▶ _WHAT TO WORK ON_:
• 1. Please list every stock ticker symbol in the stock report that closed down for the day.
• 2. Answer these from the stock report, marking each answer like its question:
(a) How low did Mirion Technologies trade intraday?
(b) On how many shares did TLN close?
(c) At what price did ASP Isotopes close?

▶ _TEXT BLOCK_:
Mirion Technologies (MIR) closed at $21.61, +1.17% on 2.3M shares after trading as low as $18.48 intraday, another wide range day in a stock that has become a volatility magnet.
CEG / VST / TLN:
CEG closed at $300.62, down 5.19% on 4.3M shares, a sharp pullback that extended Monday’s underperformance and finally broke its “safe‑haven” pattern.
VST closed at $158.90, down 3.35% on 6.1M shares, continuing its post‑earnings weakness.
TLN closed at $320.50, down 3.34% on 983.5K shares, still heavy despite yesterday’s bounce.
The nuclear IPP basket remains under pressure as investors reassess rate sensitivity and tariff impacts, even as the underlying nuclear generation assets remain fundamentally attractive.
ASP Isotopes (ASPI) closed at $5.70, down 5.62% on 6.0M shares, giving back part of last week’s outsized relative strength. Volume remained elevated, suggesting active two‑way institutional flow around the QLE/HALEU thesis.

▶ _INFORMATION_:
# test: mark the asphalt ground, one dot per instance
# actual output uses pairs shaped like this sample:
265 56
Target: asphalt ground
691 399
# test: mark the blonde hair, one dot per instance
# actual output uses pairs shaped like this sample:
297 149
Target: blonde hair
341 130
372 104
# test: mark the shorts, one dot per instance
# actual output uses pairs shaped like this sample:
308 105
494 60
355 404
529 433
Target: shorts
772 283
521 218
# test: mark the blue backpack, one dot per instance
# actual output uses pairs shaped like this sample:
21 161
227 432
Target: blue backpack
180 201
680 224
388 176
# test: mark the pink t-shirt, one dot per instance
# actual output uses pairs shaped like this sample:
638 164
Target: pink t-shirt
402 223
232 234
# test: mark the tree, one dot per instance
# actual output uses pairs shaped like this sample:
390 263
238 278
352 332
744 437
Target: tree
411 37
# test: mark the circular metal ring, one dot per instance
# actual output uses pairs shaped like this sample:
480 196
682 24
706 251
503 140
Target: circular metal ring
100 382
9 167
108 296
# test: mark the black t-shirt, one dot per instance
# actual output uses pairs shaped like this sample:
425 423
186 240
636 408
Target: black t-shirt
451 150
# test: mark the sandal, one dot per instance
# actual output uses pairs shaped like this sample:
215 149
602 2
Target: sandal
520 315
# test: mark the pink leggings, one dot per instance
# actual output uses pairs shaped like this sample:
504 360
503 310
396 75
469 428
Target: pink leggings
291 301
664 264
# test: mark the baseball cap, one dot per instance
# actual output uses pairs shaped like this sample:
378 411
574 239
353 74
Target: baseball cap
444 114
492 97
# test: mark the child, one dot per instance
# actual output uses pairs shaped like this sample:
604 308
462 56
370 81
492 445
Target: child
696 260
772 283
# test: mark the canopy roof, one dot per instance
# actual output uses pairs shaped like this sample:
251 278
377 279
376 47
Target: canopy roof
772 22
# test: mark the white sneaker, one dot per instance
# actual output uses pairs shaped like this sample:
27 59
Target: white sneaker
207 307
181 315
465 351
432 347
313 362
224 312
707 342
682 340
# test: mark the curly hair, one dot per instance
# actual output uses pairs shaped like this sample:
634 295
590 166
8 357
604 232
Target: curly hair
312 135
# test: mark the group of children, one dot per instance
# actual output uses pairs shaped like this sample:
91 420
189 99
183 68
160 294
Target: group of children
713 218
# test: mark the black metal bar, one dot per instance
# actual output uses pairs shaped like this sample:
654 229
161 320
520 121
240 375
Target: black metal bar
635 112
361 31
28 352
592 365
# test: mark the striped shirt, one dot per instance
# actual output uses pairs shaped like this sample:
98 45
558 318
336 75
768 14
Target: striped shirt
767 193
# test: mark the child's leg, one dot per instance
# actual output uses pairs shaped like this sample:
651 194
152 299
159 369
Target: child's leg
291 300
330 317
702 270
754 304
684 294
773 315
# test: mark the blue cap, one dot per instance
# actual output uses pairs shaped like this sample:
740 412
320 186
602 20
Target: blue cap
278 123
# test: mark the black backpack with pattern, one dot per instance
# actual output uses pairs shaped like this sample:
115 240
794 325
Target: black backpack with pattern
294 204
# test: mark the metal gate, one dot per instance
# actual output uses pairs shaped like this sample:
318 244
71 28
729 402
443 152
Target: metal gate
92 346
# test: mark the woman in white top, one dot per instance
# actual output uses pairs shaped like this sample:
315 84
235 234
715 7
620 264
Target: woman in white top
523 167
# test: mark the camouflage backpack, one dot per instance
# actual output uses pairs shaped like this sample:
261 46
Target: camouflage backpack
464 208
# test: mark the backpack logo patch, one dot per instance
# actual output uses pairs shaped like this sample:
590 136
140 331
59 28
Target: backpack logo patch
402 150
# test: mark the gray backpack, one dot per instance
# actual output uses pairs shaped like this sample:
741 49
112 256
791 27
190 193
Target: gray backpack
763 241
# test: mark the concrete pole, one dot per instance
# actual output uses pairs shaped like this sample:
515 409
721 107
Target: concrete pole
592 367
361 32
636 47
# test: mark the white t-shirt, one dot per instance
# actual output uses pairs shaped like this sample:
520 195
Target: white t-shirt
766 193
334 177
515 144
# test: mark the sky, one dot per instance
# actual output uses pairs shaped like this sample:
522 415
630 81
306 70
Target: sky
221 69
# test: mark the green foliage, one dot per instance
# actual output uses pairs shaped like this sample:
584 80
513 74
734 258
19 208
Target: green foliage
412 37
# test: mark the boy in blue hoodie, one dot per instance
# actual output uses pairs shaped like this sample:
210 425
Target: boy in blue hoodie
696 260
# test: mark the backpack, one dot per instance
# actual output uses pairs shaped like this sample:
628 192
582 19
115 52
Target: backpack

▶ _EXERCISE SOLUTIONS_:
• 1. CEG, VST, TLN, ASPI

• 2.
(a) $18.48
(b) 983.5K shares
(c) $5.70